Type out the records that follow, exactly as given.

-=-=-

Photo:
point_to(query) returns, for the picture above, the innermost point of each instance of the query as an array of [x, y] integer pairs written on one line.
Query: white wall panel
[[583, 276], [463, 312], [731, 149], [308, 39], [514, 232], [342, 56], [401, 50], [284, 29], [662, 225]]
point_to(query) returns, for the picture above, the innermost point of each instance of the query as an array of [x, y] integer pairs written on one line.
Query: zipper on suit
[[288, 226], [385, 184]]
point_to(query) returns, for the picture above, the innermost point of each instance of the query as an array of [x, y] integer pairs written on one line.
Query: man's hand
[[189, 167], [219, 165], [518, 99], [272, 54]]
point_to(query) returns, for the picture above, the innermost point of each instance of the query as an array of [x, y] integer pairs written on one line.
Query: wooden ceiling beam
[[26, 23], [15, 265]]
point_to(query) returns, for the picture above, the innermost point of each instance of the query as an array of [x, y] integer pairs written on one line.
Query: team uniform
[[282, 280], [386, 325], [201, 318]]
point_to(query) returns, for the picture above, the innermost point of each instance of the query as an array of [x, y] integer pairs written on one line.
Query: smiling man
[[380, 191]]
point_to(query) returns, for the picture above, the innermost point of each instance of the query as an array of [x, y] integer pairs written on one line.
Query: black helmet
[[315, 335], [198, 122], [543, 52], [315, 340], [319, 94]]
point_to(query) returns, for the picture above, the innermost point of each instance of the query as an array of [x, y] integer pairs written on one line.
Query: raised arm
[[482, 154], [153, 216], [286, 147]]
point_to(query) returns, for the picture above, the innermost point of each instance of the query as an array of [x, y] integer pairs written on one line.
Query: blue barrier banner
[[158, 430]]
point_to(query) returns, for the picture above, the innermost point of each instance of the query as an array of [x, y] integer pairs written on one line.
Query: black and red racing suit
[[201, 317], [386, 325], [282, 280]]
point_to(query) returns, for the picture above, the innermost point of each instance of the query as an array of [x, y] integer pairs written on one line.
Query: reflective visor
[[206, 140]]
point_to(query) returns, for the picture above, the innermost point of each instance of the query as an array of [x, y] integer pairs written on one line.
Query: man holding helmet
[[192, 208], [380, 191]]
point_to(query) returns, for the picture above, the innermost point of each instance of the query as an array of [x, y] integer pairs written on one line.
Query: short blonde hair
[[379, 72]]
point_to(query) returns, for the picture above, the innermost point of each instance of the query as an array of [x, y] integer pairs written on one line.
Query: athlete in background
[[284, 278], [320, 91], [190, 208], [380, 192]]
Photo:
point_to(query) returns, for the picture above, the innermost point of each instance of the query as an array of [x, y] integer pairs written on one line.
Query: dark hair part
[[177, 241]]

-=-=-

» **EXERCISE SOLUTION**:
Photo:
point_to(query) returns, for the picture above, the innermost point of each instance of the query as an array of [x, y] integer pairs written on one line.
Query: white wall panel
[[583, 276], [463, 312], [731, 149], [308, 39], [514, 232], [342, 56], [401, 50], [284, 29], [662, 225]]
point_to(query) returns, for the picture above, the innermost point of each instance of the query as an array of [x, y] integer pairs written on one line.
Query: zipper on suit
[[288, 226], [385, 184]]
point_to(query) returns, for the picture above, the innermost point of each instance of the query as an array of [x, y] integer pairs written on one line.
Query: man's hand
[[189, 167], [219, 165], [518, 99], [272, 54]]
point_to(query) returns, for the picture above, the innermost point of each instance of the query as an array of [x, y] integer pairs written on one line.
Query: wooden ceiling beam
[[26, 23], [15, 265]]
point_to(query) returns, for the picture above, the innermost point of each instance of the query as an array of [x, y] integer pairs written on one line.
Query: team uniform
[[282, 280], [386, 325], [201, 318]]
point_to(query) returns, for the picture above, the innermost point of each instance of the query as an array of [x, y] integer pairs written on one line.
Query: smiling man
[[380, 191]]
point_to(query) returns, for the picture above, the innermost point of each instance of the query as an array of [x, y] integer pairs written on one line.
Query: black helmet
[[315, 335], [198, 122], [543, 52], [315, 340], [319, 94]]
point_to(query) returns, for the picture above, the innermost point of each instance of the query as an array of [x, y] integer pairs written on one line.
Query: raised arm
[[482, 154], [153, 216], [286, 147]]
point_to(query) returns, for the picture above, the innermost point of each instance of the query as an array of [x, y] integer pairs written on one line.
Query: blue barrier banner
[[158, 430]]
point_to(query) returns, for the picture above, the innermost point of each instance of the query as an array of [x, y] integer pairs written on one line.
Query: black and red racing suit
[[201, 317], [386, 325], [282, 280]]
point_to(query) returns, for the picture above, the innermost point of each instance of the query as an array of [x, y] integer pairs written on one line.
Query: reflective visor
[[206, 140]]
point_to(query) returns, for the picture above, the innermost point of each instance of the query as an array of [x, y] integer pairs written on one line.
Query: man holding helmet
[[192, 208], [380, 191]]
point_to(query) returns, for the picture above, the innermost point of each instance of the query as an array of [x, y] integer pairs written on one line.
Query: short blonde hair
[[379, 72]]
point_to(query) returns, for the picture above, the innermost point of each instance of the query as an array of [x, y] integer pairs written on one line.
Query: athlete in background
[[284, 278], [320, 91], [190, 208], [380, 192]]
Photo:
point_to(query) returns, for the picture above, the innermost point of each instance of the query as an array of [x, y] integer pairs written on one line.
Query: dark hair part
[[177, 241]]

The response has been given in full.